Could you write out every record below exactly, leaving out any pictures?
--- begin Dataset records ---
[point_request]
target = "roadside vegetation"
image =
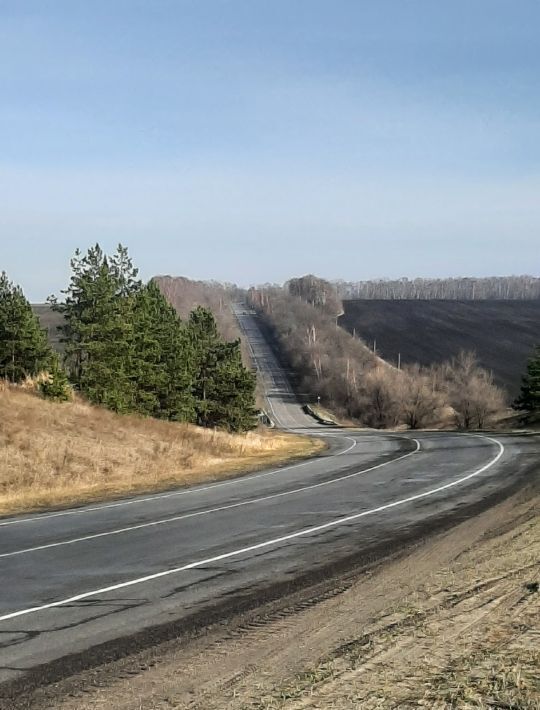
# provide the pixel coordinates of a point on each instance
(136, 399)
(528, 402)
(351, 380)
(63, 454)
(456, 289)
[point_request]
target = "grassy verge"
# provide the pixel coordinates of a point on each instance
(54, 455)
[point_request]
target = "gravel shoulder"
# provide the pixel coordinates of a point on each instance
(454, 623)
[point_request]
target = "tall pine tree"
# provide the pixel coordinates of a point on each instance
(224, 389)
(98, 329)
(529, 398)
(24, 350)
(162, 358)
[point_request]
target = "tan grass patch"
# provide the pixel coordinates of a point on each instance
(60, 454)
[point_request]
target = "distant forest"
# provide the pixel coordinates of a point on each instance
(457, 289)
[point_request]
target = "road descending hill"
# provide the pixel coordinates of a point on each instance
(502, 333)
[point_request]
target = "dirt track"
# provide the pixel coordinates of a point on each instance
(454, 624)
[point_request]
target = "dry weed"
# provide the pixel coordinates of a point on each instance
(58, 454)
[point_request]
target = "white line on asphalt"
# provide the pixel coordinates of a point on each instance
(259, 546)
(173, 494)
(199, 513)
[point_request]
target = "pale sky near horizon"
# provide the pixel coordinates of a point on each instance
(252, 141)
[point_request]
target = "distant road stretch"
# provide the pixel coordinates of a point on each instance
(77, 578)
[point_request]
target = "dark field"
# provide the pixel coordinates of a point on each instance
(502, 333)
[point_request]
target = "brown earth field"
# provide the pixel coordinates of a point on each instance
(453, 621)
(502, 333)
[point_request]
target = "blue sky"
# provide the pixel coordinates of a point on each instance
(254, 140)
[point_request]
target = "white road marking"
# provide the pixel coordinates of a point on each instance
(172, 494)
(200, 513)
(261, 545)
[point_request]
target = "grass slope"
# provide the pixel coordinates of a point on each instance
(502, 333)
(62, 454)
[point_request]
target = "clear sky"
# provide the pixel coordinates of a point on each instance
(254, 140)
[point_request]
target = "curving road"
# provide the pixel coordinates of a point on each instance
(74, 579)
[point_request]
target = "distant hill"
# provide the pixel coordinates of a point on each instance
(502, 332)
(50, 320)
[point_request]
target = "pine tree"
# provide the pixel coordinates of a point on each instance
(161, 366)
(224, 389)
(98, 329)
(24, 350)
(529, 399)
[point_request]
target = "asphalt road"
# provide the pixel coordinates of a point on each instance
(75, 579)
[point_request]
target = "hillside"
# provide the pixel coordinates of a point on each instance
(502, 332)
(63, 454)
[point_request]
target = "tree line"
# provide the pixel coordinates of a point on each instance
(348, 377)
(457, 289)
(126, 348)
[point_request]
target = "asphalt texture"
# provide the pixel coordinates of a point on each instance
(75, 582)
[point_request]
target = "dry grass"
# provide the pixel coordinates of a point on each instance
(60, 454)
(466, 638)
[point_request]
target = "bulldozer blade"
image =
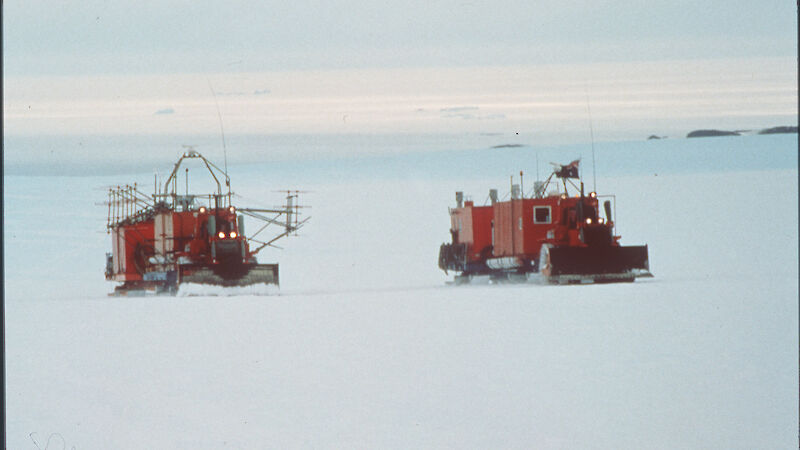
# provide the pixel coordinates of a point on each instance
(247, 275)
(598, 264)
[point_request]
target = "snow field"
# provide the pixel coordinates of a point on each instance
(366, 347)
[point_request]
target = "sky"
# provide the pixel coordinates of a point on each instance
--- end Dataset records ---
- Finished exercise
[point_request]
target = "roadside vegetation"
image =
# provide the pixel coordinates of a point on each instance
(136, 399)
(528, 402)
(351, 380)
(63, 454)
(456, 289)
[point_request]
target = "grassy verge"
# provide the pixel coordinates of a point on each instance
(54, 455)
[point_request]
target = "gravel shoulder"
# provide the pixel coordinates of a point on each instance
(454, 623)
[point_request]
target = "tall pine tree"
# provide the pixel coordinates of a point on each instance
(224, 389)
(98, 329)
(529, 398)
(24, 350)
(162, 358)
[point_request]
target = "tan grass patch"
# provide the pixel coordinates of a point on each instance
(60, 454)
[point_request]
target = "distant forest"
# provide the pixel coordinates of a point on each instance
(457, 289)
[point_request]
target = "road descending hill"
# provide the pixel coordinates of a point on each instance
(502, 333)
[point_request]
target = "dirt track"
# provide the pixel coordinates of a point on each instance
(454, 624)
[point_request]
target = "dry weed"
# provide the pixel coordinates of a point on each instance
(58, 454)
[point_request]
target = "white line on asphalt"
# provide the pixel coordinates of a point on each instance
(259, 546)
(173, 494)
(199, 513)
[point_request]
target = "pale sky near horizon"
# provide the pixel coordinates of a point on each instance
(252, 141)
[point_request]
target = "distant road stretch"
# provide the pixel coordinates of a point on each instance
(77, 578)
[point_request]
target = "dark field"
# provide the pixel coordinates of a point on each instance
(502, 333)
[point_request]
target = "brown earth field"
# provide the pixel coordinates of a point on each instance
(453, 621)
(502, 333)
[point_request]
target = "blue sky"
# provide the pixel coordinates of a point on each instance
(254, 140)
[point_request]
target = "white road marking"
# provide the pixel coordinates of a point on each instance
(172, 494)
(200, 513)
(261, 545)
[point_request]
target = "grass slope"
# provide the pixel coordinates of a point on each instance
(502, 333)
(62, 454)
[point_request]
target = "clear sky"
# provide the pixel coordinates of a point on each instance
(254, 140)
[point_request]
target = "curving road"
# provide the pixel coordinates of a point on each instance
(74, 579)
[point_request]
target = "distant hill"
# provide the pixel coordinates of a point on each instance
(502, 332)
(50, 320)
[point_request]
target = "pine tree"
# provide the pixel coordinates of a point on each instance
(161, 366)
(224, 389)
(98, 329)
(24, 350)
(529, 399)
[point_request]
target = "asphalt road"
# provide the pixel coordinates of a point on each instance
(75, 579)
[point_request]
target = "hillside"
# provide the pixel coordinates of a point on each instance
(502, 332)
(63, 454)
[point_request]
target = "tree line"
# provide the pixel coordinates of a point on each instance
(348, 377)
(457, 289)
(126, 348)
[point_request]
target = "asphalt texture"
# provide the pixel coordinates of a point on each instance
(75, 582)
[point_request]
target = "dry grass"
# provide the pixel coordinates of a point on each instance
(60, 454)
(466, 638)
[point_request]
target = "bulldozer blade"
image =
# provide the pixel coordinates of a point on each instance
(247, 275)
(598, 264)
[point_request]
target = "snow field"
# provide the pixel coordinates of a point on each instance
(366, 347)
[point_request]
target = "sky"
# provide the pixel coordinates of a point on each instance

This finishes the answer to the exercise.